WHAT TO PRODUCE = Find every line in the records below that contains the word "green" and copy each of those lines.
----- RECORDS FOR THE TASK
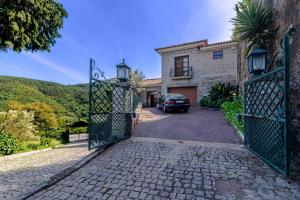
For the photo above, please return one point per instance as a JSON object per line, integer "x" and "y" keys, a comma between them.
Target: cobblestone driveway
{"x": 147, "y": 168}
{"x": 19, "y": 174}
{"x": 197, "y": 125}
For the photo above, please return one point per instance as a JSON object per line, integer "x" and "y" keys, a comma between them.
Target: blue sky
{"x": 109, "y": 30}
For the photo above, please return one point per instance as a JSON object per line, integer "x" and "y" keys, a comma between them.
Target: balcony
{"x": 181, "y": 73}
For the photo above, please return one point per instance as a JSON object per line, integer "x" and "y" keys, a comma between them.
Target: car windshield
{"x": 175, "y": 96}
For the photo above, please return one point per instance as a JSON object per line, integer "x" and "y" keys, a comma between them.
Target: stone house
{"x": 151, "y": 92}
{"x": 192, "y": 68}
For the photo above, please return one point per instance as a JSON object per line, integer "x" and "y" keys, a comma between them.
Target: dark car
{"x": 173, "y": 102}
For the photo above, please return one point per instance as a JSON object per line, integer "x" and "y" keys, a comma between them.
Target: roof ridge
{"x": 182, "y": 44}
{"x": 222, "y": 42}
{"x": 151, "y": 79}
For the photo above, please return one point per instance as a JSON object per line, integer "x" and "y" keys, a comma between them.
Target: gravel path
{"x": 197, "y": 125}
{"x": 20, "y": 174}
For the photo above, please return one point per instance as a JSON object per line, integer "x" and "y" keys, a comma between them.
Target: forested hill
{"x": 66, "y": 100}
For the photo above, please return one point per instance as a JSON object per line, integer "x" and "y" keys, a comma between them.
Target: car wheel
{"x": 165, "y": 110}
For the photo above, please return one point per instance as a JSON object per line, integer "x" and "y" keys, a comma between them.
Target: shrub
{"x": 231, "y": 110}
{"x": 33, "y": 145}
{"x": 218, "y": 94}
{"x": 19, "y": 124}
{"x": 45, "y": 141}
{"x": 78, "y": 130}
{"x": 8, "y": 144}
{"x": 60, "y": 134}
{"x": 50, "y": 142}
{"x": 44, "y": 115}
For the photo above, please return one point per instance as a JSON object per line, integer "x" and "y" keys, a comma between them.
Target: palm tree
{"x": 254, "y": 25}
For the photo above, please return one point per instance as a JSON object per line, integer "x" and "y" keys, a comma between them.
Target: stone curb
{"x": 8, "y": 157}
{"x": 63, "y": 174}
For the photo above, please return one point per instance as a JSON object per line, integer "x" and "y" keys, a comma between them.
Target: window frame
{"x": 181, "y": 67}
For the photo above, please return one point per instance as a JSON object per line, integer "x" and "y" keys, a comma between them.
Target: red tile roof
{"x": 183, "y": 44}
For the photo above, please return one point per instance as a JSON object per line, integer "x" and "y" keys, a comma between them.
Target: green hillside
{"x": 66, "y": 100}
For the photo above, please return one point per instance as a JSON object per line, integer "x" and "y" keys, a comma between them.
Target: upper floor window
{"x": 217, "y": 54}
{"x": 182, "y": 66}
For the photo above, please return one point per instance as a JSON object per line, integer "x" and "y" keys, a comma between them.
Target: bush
{"x": 218, "y": 94}
{"x": 231, "y": 110}
{"x": 19, "y": 124}
{"x": 8, "y": 144}
{"x": 33, "y": 145}
{"x": 78, "y": 130}
{"x": 49, "y": 142}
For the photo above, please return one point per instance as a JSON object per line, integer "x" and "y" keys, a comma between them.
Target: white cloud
{"x": 60, "y": 68}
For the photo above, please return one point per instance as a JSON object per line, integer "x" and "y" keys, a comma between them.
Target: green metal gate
{"x": 267, "y": 113}
{"x": 110, "y": 109}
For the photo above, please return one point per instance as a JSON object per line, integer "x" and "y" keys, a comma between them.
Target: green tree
{"x": 254, "y": 25}
{"x": 30, "y": 25}
{"x": 44, "y": 116}
{"x": 18, "y": 123}
{"x": 136, "y": 78}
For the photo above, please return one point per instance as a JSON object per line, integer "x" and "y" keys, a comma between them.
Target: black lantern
{"x": 123, "y": 71}
{"x": 257, "y": 61}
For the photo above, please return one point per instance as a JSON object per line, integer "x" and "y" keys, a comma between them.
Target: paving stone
{"x": 144, "y": 168}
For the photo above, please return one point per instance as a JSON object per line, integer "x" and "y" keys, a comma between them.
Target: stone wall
{"x": 286, "y": 12}
{"x": 206, "y": 70}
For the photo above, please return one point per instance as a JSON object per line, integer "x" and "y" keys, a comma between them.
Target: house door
{"x": 152, "y": 100}
{"x": 188, "y": 92}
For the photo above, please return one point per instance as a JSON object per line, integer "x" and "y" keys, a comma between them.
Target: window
{"x": 217, "y": 54}
{"x": 182, "y": 66}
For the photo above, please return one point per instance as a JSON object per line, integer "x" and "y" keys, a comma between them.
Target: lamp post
{"x": 257, "y": 61}
{"x": 123, "y": 71}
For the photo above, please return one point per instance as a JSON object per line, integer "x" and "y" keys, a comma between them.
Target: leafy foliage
{"x": 44, "y": 116}
{"x": 231, "y": 110}
{"x": 30, "y": 25}
{"x": 136, "y": 79}
{"x": 8, "y": 144}
{"x": 19, "y": 124}
{"x": 254, "y": 24}
{"x": 218, "y": 94}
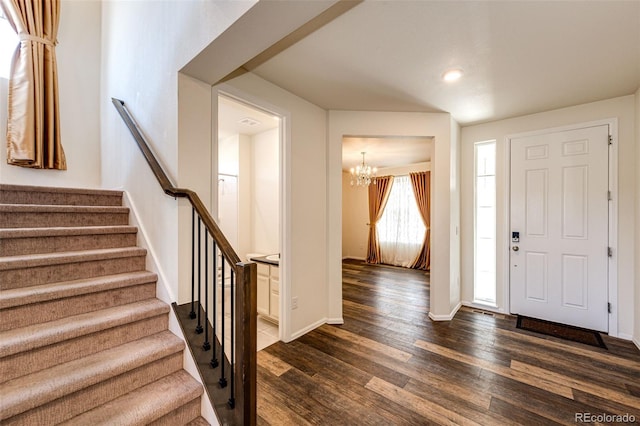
----------
SOLUTION TO THE PROBLEM =
Target: green hillside
Target: green metal gate
Target: green tree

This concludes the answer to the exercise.